Records drawn from a dataset:
Content starts
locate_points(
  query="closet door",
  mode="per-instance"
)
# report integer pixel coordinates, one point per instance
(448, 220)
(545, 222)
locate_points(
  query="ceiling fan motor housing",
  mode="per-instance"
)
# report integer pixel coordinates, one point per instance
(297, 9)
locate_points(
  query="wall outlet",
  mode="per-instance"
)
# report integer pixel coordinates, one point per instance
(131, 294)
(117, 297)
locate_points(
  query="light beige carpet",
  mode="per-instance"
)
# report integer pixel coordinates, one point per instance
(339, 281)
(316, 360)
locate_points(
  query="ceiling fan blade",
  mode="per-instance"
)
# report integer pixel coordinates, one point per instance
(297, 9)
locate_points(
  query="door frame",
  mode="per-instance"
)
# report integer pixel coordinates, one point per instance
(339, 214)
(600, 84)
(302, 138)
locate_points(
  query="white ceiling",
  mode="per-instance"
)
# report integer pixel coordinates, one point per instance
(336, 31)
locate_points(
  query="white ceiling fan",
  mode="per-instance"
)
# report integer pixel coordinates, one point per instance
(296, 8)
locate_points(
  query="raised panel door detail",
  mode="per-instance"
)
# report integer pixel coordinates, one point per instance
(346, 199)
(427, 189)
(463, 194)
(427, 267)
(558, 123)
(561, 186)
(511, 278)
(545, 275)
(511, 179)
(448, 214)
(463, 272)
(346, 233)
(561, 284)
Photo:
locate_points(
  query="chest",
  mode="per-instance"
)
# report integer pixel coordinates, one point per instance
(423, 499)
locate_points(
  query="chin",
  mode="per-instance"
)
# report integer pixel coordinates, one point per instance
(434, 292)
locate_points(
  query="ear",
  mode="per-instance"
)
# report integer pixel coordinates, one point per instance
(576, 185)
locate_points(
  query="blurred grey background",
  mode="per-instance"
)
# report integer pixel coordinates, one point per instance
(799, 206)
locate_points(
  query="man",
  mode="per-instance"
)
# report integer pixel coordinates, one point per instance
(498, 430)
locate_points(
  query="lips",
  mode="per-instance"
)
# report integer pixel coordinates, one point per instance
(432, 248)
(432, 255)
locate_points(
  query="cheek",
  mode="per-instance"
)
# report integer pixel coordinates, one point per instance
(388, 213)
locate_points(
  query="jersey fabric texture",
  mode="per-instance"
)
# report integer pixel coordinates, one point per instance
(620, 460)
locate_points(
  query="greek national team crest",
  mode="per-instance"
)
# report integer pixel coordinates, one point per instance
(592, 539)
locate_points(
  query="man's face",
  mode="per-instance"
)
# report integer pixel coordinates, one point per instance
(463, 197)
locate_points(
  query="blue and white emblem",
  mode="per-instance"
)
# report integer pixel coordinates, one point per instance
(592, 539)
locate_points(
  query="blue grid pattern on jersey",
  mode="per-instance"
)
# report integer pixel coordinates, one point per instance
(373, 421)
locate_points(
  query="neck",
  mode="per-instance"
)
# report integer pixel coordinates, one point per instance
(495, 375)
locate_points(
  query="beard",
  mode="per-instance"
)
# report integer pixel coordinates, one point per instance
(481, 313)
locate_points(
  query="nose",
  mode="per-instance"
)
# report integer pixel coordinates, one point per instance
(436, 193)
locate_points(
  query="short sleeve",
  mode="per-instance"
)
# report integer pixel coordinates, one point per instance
Content ends
**PROBLEM TO WORK ON**
Starting at the top of the records, copy every line exactly.

**EXPECTED ANSWER**
locate_points(
  query="closet door",
  mode="per-instance"
)
# report integer pixel coordinates, one point per instance
(448, 220)
(545, 222)
locate_points(
  query="ceiling fan motor housing",
  mode="per-instance"
)
# report integer pixel coordinates, one point per instance
(297, 9)
locate_points(
  query="wall outlet",
  mode="per-instance"
)
# report integer pixel coordinates, one point per instance
(131, 294)
(117, 297)
locate_points(
  query="light beige carpet",
  mode="per-instance"
)
# report integer pixel coordinates, one point per instance
(339, 281)
(316, 360)
locate_points(
  query="ceiling fan blade",
  mode="per-instance"
)
# report integer pixel coordinates, one point per instance
(297, 9)
locate_points(
  query="door frame",
  mode="per-instance"
)
# report integer pixel coordinates, one point per instance
(339, 214)
(600, 84)
(302, 138)
locate_points(
  query="white ceiling",
  mode="per-instance"
)
# report integer pixel coordinates, one point per instance
(336, 31)
locate_points(
  query="white ceiling fan",
  mode="per-instance"
)
# report integer pixel coordinates, one point per instance
(296, 8)
locate_points(
  query="raised panel door detail",
  mode="per-instance"
)
# report integer pixel coordinates, one point per instance
(346, 199)
(427, 189)
(463, 194)
(427, 267)
(558, 123)
(561, 186)
(511, 278)
(545, 275)
(511, 179)
(448, 214)
(463, 272)
(346, 233)
(561, 284)
Photo:
locate_points(
  query="chest",
  mode="per-instance"
)
# report integer pixel coordinates, one point per instance
(423, 499)
locate_points(
  query="chin",
  mode="per-instance"
)
# report integer pixel coordinates, one point per instance
(434, 292)
locate_points(
  query="ear",
  mode="per-instance"
)
# report integer pixel coordinates, one point per instance
(576, 185)
locate_points(
  query="blurred grey background",
  mode="per-instance"
)
# report integer pixel coordinates, one point per instance
(799, 206)
locate_points(
  query="man",
  mode="per-instance"
)
# report integer pixel coordinates, one point per instance
(498, 430)
locate_points(
  query="lips",
  mode="per-instance"
)
# report integer pixel coordinates, one point per instance
(432, 248)
(432, 255)
locate_points(
  query="cheek",
  mode="per-instance"
)
# report integer pixel coordinates, one point per instance
(388, 213)
locate_points(
  query="jersey fabric texture",
  mode="per-instance"
)
# report integer pixel coordinates, one point per instance
(620, 460)
locate_points(
  query="greek national team crest",
  mode="per-instance"
)
# report integer pixel coordinates, one point per instance
(592, 539)
locate_points(
  query="man's face",
  mode="per-instance"
)
# report integer pixel coordinates, one point per instance
(463, 197)
locate_points(
  query="blue and white emblem",
  mode="per-instance"
)
# report integer pixel coordinates, one point per instance
(592, 539)
locate_points(
  query="blue grid pattern on jersey",
  mode="per-instance"
)
# report integer pixel coordinates, one point per instance
(373, 421)
locate_points(
  query="neck",
  mode="per-instance"
)
# report integer pixel coordinates, one point per instance
(495, 375)
locate_points(
  query="beard",
  mode="per-instance"
)
# report integer pixel coordinates, one point per instance
(481, 313)
locate_points(
  query="nose",
  mode="per-instance"
)
# report integer pixel coordinates, one point per instance
(436, 193)
locate_points(
  query="short sleeve",
  mode="per-instance"
)
# report integer pixel coordinates, one point per instance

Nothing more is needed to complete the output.